----- Teks Bacaan
Tertunda Sebulan Lebih, Kuasa Hukum Sebut PHI Kian Jauh Dari Slogannya

Tertunda Sebulan Lebih, Kuasa Hukum Sebut PHI Kian Jauh Dari Slogannya

Jakarta,KPonline – Rabu, 28 April 2021 kembali digelar agenda sidang ke- 16 oleh Majelis hakim PHI Pada PN Jakarta Pusat menyidangkan perkara register 312/Pdt.Sus-PHI/2020/PN.Jkt.Pst antara Penggugat yang merupakan ahli waris Alm Ngadirun (Mantan Pekerja di PB PGRI) melawan PB PGRI.

Agenda sidang kali ini adalah penyampaian bukti dari tergugat. Kuasa hukum penggugat,  Sulis menyampaikan bahwa tergugat akhirnya menyerahkan bukti surat setelah agenda sidang berikutnya tidak siap.

Bacaan Lainnya

Sidang kali ini majelis juga menunda persidangan hingga 2 Juni 2021 dengan alasan adanya liburan idul fitri dan pembatasan persidangan selama pandemi Covid 19.

Ditempat terpisah, kuasa hukum ahli waris alm Ngadirun lainnya dalam perkara ini dari LBHN PP, Ar Lazuardi menyampaikan ditundanya kembali selama lebih dari sebulan perkara ini kian memperpanjang rentang waktu bagi klien kami untuk memperoleh keadilan.
----------
----- Data yang Diberikan
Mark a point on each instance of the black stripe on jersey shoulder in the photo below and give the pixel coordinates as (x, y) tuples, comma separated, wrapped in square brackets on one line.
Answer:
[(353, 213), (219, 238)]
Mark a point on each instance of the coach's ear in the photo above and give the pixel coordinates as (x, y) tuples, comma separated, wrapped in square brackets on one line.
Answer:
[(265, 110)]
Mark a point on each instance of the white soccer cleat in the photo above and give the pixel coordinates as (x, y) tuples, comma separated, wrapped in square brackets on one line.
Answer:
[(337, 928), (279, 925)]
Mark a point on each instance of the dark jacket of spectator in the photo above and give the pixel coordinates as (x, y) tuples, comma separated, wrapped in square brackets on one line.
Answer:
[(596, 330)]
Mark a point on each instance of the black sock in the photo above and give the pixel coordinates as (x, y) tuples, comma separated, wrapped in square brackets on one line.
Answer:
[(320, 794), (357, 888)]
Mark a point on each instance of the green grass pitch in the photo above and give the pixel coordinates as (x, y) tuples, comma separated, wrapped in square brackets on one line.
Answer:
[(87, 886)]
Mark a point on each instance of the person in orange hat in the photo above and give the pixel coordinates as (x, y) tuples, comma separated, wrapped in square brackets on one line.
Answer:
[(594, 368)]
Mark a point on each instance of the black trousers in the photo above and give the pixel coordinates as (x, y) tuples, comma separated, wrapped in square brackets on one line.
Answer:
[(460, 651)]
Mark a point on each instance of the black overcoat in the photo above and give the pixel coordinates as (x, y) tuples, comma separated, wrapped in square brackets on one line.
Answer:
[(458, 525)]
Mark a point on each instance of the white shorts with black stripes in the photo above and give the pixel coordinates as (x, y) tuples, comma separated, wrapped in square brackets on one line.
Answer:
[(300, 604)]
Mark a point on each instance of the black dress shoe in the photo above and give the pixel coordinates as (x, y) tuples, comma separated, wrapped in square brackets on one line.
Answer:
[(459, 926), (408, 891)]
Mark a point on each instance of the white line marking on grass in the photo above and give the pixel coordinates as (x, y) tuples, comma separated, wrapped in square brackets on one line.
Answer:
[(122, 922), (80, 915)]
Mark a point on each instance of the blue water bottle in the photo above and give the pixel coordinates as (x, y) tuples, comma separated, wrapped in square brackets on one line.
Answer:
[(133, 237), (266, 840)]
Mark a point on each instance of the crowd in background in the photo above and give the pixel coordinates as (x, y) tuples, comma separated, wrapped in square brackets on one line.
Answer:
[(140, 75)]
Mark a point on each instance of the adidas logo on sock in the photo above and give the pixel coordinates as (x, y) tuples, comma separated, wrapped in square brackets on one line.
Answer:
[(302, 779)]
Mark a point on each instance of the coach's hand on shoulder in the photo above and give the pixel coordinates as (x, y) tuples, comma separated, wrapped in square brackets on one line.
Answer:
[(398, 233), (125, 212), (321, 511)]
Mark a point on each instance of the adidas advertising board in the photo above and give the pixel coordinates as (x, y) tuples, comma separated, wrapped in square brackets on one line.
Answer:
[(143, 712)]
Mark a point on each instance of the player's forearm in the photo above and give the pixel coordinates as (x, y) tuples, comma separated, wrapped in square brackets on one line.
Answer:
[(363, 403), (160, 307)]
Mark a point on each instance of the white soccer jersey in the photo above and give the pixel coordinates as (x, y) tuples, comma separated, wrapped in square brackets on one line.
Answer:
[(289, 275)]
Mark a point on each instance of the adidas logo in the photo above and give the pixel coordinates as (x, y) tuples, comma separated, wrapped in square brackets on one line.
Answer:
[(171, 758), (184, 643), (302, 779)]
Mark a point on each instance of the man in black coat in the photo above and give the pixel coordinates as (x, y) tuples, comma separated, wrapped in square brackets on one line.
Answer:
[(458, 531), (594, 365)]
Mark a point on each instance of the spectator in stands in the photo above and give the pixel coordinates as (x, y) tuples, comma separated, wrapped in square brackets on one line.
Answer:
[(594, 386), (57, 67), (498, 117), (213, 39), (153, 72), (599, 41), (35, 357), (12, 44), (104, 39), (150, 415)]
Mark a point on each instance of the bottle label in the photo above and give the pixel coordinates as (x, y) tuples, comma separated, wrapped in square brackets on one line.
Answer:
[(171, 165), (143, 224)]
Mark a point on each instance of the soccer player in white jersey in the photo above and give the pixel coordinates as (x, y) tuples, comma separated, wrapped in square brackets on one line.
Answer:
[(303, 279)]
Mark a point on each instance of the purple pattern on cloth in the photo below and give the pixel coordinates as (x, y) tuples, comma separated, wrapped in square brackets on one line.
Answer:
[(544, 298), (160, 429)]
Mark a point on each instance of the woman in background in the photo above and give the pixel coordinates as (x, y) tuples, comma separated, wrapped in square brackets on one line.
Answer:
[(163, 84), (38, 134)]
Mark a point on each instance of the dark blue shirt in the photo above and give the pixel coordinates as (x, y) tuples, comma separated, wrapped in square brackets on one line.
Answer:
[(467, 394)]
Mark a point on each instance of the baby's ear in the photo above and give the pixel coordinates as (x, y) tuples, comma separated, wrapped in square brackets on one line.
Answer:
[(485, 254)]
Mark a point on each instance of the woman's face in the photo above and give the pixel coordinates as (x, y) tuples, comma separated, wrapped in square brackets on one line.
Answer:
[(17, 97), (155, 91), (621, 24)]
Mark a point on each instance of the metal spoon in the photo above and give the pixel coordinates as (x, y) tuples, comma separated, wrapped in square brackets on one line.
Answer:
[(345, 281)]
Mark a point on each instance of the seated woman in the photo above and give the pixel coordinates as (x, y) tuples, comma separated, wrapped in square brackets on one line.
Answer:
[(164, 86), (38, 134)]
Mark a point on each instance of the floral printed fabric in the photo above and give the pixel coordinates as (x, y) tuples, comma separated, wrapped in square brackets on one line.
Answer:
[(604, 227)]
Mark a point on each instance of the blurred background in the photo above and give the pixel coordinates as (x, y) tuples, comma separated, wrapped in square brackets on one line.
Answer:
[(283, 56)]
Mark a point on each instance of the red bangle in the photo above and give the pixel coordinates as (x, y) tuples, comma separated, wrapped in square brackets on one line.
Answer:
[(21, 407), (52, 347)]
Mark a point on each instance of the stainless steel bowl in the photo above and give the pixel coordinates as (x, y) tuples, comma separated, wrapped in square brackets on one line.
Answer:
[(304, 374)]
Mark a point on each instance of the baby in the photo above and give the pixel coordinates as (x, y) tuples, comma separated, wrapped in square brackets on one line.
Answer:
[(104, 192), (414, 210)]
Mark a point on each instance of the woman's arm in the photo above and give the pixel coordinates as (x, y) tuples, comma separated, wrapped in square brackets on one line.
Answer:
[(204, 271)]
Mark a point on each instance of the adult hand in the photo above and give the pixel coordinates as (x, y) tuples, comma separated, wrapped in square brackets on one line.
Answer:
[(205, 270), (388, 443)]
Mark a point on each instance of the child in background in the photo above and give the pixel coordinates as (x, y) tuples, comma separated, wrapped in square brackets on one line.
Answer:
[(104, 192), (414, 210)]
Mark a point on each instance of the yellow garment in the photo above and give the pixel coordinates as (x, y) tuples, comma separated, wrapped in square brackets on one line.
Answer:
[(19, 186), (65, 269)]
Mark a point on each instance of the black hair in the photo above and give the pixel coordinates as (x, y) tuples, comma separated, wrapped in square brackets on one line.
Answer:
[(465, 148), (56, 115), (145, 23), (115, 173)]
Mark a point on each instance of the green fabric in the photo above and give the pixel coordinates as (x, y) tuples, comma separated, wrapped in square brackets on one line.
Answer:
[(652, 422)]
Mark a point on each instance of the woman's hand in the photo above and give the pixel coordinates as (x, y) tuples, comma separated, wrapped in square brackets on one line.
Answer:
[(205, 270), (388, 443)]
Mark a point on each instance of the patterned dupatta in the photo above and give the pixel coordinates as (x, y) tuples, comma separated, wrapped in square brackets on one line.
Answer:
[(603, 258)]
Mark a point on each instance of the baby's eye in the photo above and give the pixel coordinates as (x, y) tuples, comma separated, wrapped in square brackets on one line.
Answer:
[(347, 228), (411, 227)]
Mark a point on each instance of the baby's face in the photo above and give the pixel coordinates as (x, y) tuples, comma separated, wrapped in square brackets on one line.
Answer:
----------
Butir Tugas A:
Jawablah pertanyaan berikut berdasarkan berita tentang sidang PHI itu.
(i) Pada tanggal berapa sidang ke-16 digelar?
(ii) Apa agenda sidang kali ini?
(iii) Sampai tanggal berapa majelis menunda persidangan?
Butir Tugas B:
Kutip bagian berita tentang sidang PHI itu mulai dari "Jakarta,KPonline – Rabu, 28" sampai dengan "pandemi Covid 19.".
Data ini tidak diperlukan untuk pengerjaan.

Pembahasan Jawaban A:
(i) Rabu, 28 April 2021.
(ii) Penyampaian bukti dari tergugat.
(iii) 2 Juni 2021.

Pembahasan Jawaban B:
Jakarta,KPonline – Rabu, 28 April 2021 kembali digelar agenda sidang ke- 16 oleh Majelis hakim PHI Pada PN Jakarta Pusat menyidangkan perkara register 312/Pdt.Sus-PHI/2020/PN.Jkt.Pst antara Penggugat yang merupakan ahli waris Alm Ngadirun (Mantan Pekerja di PB PGRI) melawan PB PGRI.

Agenda sidang kali ini adalah penyampaian bukti dari tergugat. Kuasa hukum penggugat,  Sulis menyampaikan bahwa tergugat akhirnya menyerahkan bukti surat setelah agenda sidang berikutnya tidak siap.

Bacaan Lainnya

Sidang kali ini majelis juga menunda persidangan hingga 2 Juni 2021 dengan alasan adanya liburan idul fitri dan pembatasan persidangan selama pandemi Covid 19.